■ Work item ■
According to the Locke excerpt, what are the two sources of all our ideas?

He also prepares estimates of the cash requirements for different economic groups (landholders, labourers and brokers). In each group the cash requirements are closely related to the length of the pay period. He argues the brokers – middlemen – whose activities enlarge the monetary circuit and whose profits eat into the earnings of labourers and landholders, had a negative influence on both one’s personal and the public economy that they supposedly contributed to.
The self
Locke defines the self as “that conscious thinking thing, (whatever substance, made up of whether spiritual, or material, simple, or compounded, it matters not) which is sensible, or conscious of pleasure and pain, capable of happiness or misery, and so is concerned for itself, as far as that consciousness extends”. He does not, however, ignore “substance”, writing that “the body too goes to the making the man.” The Lockean self is therefore a self-aware and self-reflective consciousness that is fixed in a body.
In his Essay, Locke explains the gradual unfolding of this conscious mind. Arguing against both the Augustinian view of man as originally sinful and the Cartesian position, which holds that man innately knows basic logical propositions, Locke posits an “empty” mind, a tabula rasa, which is shaped by experience; sensations and reflections being the two sources ofall our ideas.

Referring expression pointing data
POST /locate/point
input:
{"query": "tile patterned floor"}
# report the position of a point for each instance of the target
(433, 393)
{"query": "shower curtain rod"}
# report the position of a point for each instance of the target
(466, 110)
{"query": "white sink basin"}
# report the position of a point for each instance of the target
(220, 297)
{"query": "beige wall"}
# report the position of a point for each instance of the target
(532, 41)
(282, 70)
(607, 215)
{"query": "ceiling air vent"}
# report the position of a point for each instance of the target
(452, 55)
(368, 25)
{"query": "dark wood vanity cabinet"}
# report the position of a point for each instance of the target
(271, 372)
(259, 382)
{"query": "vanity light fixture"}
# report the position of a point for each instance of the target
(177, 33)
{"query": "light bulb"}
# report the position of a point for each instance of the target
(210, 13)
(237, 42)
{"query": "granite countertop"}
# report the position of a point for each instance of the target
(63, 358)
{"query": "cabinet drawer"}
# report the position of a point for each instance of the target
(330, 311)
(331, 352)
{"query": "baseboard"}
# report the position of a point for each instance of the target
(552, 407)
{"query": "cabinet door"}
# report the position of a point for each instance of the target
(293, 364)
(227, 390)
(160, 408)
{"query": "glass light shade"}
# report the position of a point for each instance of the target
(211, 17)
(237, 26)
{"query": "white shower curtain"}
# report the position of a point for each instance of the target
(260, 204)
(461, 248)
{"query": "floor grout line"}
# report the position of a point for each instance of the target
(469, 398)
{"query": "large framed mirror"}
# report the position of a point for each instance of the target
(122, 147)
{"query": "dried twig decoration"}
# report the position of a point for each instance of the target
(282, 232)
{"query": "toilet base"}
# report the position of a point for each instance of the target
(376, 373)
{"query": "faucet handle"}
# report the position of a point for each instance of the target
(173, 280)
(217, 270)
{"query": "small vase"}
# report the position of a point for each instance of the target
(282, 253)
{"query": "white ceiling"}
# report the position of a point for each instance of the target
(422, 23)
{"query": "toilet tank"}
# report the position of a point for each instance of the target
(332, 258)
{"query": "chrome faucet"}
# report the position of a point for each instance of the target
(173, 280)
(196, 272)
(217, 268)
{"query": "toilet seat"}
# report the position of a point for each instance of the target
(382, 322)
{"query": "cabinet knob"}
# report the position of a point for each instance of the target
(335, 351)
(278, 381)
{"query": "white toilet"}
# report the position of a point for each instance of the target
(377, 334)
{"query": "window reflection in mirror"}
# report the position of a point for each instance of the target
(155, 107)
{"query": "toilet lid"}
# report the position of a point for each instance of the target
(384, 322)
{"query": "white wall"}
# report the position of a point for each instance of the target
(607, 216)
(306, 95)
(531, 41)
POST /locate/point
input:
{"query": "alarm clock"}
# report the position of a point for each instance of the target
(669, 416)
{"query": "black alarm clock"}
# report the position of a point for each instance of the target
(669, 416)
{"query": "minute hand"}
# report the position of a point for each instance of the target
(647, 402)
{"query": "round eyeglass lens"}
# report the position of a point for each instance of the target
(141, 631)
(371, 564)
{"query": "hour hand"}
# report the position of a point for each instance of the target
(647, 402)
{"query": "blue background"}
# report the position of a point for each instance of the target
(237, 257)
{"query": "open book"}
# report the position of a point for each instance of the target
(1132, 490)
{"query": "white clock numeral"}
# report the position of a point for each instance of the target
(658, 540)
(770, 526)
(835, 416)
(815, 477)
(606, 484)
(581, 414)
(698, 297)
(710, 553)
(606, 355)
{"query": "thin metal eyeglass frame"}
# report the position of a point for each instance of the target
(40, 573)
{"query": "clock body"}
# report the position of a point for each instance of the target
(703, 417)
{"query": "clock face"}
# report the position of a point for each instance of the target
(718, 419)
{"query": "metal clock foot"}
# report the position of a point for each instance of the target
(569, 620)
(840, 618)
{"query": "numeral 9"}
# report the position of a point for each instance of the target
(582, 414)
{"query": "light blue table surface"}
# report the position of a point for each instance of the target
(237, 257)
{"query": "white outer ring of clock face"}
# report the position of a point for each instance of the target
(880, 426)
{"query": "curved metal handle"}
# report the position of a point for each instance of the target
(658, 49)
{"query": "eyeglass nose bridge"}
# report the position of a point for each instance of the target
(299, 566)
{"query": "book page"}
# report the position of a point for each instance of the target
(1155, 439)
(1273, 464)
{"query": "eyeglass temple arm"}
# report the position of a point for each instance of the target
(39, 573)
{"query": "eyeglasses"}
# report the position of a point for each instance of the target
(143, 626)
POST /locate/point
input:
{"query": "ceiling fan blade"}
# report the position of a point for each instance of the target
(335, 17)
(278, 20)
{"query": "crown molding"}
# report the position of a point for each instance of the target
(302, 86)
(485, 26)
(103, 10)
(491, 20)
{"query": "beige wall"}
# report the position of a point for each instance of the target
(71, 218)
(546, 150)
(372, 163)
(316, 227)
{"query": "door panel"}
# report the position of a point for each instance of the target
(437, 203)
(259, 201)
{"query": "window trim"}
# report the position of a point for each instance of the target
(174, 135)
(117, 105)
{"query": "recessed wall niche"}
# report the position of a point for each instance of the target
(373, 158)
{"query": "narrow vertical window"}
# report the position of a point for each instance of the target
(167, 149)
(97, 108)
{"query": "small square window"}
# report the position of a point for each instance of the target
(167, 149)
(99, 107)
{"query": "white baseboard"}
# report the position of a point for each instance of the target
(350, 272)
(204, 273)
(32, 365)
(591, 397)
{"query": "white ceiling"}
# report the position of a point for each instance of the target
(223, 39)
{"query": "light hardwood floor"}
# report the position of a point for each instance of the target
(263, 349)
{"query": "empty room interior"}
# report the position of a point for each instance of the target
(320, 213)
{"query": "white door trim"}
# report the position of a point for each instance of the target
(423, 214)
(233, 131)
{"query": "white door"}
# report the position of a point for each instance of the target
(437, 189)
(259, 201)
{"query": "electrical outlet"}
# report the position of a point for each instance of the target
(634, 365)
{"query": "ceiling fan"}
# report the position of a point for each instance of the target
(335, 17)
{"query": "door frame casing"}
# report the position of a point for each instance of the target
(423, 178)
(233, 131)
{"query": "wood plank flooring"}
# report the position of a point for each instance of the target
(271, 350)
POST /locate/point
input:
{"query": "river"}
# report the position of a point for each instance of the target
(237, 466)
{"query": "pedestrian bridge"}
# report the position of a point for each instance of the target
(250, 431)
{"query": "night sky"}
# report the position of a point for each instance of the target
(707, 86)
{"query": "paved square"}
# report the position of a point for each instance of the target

■ Answer section ■
Sensations and reflections.